##### TEXTE CHOISI

Si les chrétiens haïtiens parvenaient à comprendre qu’ils ont été créés par Dieu, par conséquent qu’ils sont innovateurs, créateurs, inventeurs, architectes de leur destin, transformateurs, mathématiciens et agents de changement, ils auraient certainement un impact positif à l’échelle du pays.
Si les chrétiens haïtiens parvenaient à comprendre que l’amour de la patrie n’est pas allergique aux enseignements bibliques, que l’implication à tous les niveaux dans la vie nationale dans la recherche du bonheur de tous et de toutes, ils changeraient leurs discours, leur mode de vie, leur façon de penser. En fin, s’ils comprenaient que la nature n’est pas dieu, par conséquent elle peut être étudiée, comprise, ils se mettraient avec acharnement au travail pour faire bénéficier à chaque haïtien les richesses naturelles que Dieu a généreusement octroyé à Haïti. Si seulement ils comprenaient cette affirmation d’Abraham Kuyper, ancien premier ministre néerlandais, réformateur chrétien :
Nous sommes, avec notre propre nature humaine, placés dans la nature non pas pour laisser cette nature telle qu’elle est, mais avec un désir ardent et un appel intérieur à la façonner, au travers de notre habileté humaine, afin de la remplir de possibilités et de la perfectionner… L’habileté humaine agit dans chaque domaine de la nature, non pas pour détruire sa vie, encore moins pour y juxtaposer une autre structure, mais pour révéler le pouvoir qui se trouve caché en elle ; et aussi pour réguler la détermination qui en surgit.[1]
Qu’en est-il des dirigeants haïtiens ?

##########

# SÉRIE D'EXERCICES
#1 Dans l'extrait sur les chrétiens haïtiens, la phrase commençant par « Si les chrétiens haïtiens parvenaient à comprendre qu’ils ont été créés par Dieu » qualifie ces chrétiens par plusieurs termes. Énumérez-les tous.
#2 Repérez et recopiez chaque ligne des enregistrements qui contient le mot "front", en respectant la casse.
L'extrait sur les chrétiens haïtiens n'a aucun lien avec les enregistrements.

##### DONNÉES

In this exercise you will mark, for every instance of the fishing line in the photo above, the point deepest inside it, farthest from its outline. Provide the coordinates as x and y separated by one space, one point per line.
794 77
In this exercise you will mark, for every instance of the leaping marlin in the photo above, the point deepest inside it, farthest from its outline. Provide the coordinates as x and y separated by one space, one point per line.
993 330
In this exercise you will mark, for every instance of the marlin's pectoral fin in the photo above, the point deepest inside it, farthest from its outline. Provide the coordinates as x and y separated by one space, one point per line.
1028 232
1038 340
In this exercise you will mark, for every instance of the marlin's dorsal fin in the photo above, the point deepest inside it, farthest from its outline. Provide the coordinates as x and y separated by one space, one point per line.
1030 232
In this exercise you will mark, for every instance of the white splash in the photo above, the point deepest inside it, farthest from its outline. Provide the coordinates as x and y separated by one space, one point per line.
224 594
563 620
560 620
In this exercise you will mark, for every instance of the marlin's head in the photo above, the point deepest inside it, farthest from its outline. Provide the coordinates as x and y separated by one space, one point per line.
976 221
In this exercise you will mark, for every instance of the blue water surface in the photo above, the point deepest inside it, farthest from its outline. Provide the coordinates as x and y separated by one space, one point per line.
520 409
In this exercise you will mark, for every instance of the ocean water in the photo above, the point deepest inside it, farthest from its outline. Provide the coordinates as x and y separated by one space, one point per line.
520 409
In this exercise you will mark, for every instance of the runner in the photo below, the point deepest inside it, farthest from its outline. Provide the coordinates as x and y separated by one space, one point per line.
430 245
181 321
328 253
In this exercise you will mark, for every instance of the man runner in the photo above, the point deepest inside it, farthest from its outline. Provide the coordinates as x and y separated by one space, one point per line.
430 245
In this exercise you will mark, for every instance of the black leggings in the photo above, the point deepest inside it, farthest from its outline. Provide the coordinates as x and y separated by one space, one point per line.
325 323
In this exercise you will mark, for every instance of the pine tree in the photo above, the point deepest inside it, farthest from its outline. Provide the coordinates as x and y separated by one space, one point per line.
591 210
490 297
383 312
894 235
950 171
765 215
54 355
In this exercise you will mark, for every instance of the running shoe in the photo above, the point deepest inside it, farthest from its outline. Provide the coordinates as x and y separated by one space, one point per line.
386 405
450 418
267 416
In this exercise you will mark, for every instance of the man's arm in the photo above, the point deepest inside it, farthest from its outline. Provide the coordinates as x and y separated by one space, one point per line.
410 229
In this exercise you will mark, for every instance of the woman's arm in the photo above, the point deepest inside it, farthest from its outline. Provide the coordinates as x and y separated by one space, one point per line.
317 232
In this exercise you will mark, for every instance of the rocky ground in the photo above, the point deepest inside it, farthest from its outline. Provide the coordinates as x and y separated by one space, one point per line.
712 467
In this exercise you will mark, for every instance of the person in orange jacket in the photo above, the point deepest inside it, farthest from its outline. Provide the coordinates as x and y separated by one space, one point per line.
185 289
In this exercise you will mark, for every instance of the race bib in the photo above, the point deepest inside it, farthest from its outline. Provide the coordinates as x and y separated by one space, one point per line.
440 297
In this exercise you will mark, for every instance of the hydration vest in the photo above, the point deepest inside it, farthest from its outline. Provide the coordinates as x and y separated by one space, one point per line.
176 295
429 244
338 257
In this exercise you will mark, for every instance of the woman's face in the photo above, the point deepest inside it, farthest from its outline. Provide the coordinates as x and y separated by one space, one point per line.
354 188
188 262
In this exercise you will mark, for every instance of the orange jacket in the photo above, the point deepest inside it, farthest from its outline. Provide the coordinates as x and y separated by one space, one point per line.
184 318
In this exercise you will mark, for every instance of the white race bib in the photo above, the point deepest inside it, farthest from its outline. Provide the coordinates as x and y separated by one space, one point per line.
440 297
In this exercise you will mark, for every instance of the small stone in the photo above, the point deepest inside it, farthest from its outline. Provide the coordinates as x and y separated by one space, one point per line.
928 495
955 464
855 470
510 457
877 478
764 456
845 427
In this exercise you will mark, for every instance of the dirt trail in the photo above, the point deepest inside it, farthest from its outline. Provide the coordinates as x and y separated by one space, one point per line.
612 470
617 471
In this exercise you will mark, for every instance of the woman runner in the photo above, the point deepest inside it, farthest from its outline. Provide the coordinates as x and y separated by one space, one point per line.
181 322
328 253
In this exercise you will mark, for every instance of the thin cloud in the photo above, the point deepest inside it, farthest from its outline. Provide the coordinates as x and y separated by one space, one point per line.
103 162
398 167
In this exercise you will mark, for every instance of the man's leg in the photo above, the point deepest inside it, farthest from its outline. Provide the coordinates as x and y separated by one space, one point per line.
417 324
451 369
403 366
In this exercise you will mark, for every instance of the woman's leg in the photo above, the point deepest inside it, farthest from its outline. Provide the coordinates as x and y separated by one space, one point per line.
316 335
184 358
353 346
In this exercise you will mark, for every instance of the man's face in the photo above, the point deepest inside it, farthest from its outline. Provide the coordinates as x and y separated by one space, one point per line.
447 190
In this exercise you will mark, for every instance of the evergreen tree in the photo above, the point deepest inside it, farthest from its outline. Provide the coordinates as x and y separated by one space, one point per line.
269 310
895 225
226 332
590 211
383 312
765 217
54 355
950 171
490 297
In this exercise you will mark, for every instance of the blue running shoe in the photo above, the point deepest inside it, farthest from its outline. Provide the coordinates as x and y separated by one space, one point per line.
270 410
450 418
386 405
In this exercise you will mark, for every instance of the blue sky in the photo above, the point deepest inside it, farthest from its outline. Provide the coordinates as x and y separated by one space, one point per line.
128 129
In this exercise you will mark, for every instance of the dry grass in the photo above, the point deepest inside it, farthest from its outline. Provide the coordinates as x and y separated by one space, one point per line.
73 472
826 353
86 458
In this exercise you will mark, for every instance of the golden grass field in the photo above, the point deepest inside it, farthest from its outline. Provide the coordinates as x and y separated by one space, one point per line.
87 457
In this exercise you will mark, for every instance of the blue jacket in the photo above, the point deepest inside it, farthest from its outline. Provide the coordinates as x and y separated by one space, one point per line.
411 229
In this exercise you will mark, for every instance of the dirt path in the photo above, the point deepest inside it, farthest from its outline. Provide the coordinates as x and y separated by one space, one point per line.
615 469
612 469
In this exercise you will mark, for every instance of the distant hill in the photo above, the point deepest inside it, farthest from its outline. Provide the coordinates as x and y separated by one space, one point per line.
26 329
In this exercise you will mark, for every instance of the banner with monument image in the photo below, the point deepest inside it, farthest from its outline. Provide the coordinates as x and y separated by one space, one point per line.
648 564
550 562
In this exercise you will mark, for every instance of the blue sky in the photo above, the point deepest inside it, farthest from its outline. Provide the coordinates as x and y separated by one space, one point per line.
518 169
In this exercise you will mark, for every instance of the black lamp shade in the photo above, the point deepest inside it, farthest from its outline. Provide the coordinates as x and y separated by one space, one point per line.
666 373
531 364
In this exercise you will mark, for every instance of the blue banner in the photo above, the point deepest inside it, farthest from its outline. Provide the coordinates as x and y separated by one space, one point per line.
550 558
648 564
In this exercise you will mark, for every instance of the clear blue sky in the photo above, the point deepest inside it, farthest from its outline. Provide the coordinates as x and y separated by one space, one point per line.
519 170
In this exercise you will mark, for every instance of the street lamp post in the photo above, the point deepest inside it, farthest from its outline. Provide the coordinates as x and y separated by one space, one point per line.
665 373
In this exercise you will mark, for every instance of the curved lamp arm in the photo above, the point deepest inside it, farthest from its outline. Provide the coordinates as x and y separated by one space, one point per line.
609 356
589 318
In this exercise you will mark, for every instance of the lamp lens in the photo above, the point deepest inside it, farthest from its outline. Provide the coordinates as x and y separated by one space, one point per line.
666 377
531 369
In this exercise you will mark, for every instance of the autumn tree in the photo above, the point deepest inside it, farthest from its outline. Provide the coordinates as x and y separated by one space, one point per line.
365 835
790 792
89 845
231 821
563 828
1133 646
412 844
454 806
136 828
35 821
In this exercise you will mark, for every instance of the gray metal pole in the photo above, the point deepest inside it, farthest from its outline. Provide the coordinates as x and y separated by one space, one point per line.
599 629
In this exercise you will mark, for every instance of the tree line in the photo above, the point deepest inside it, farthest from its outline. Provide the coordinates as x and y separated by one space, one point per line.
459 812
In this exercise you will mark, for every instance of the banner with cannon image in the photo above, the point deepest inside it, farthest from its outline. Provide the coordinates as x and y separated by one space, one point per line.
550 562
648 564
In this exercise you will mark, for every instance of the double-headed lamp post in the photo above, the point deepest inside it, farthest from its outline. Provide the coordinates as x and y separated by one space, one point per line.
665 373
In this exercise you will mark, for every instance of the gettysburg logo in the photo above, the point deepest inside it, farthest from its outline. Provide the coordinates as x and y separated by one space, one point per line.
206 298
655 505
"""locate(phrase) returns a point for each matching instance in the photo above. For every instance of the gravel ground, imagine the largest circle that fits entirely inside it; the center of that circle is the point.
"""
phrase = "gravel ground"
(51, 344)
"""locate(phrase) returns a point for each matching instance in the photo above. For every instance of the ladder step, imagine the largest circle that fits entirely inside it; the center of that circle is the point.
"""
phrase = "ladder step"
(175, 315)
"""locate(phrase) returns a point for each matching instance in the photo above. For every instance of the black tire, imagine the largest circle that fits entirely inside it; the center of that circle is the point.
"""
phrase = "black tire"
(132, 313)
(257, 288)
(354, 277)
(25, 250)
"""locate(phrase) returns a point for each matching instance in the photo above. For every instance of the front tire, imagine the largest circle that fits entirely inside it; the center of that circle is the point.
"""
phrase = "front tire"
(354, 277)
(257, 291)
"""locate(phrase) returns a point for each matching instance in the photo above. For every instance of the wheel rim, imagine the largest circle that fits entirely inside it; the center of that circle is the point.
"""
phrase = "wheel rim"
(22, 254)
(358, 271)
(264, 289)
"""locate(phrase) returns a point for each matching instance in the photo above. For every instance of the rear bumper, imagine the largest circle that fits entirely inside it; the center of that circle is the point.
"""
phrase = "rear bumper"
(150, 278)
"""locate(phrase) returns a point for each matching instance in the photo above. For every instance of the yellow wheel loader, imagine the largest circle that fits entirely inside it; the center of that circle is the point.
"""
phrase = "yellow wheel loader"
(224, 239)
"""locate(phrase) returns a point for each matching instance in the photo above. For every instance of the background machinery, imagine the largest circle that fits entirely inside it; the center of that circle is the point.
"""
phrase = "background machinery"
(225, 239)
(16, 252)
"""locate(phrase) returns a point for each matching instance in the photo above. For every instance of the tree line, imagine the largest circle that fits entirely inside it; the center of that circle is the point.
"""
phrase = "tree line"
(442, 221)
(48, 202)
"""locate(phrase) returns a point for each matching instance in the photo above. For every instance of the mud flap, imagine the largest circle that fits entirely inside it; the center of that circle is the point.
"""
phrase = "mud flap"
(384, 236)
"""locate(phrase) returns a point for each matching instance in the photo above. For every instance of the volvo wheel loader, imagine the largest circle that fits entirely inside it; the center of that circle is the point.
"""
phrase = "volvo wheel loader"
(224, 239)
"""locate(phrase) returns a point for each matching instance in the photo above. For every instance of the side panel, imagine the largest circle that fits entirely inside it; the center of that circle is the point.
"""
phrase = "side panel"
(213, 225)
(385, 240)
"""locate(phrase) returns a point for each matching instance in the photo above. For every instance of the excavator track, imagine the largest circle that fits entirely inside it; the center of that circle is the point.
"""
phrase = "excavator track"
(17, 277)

##########

# CORRIGÉ DES EXERCICES
#1
- innovateurs
- créateurs
- inventeurs
- architectes de leur destin
- transformateurs
- mathématiciens
- agents de changement

#2
"""locate(phrase) returns a point for each matching instance in the photo above. For every instance of the front tire, imagine the largest circle that fits entirely inside it; the center of that circle is the point.
phrase = "front tire"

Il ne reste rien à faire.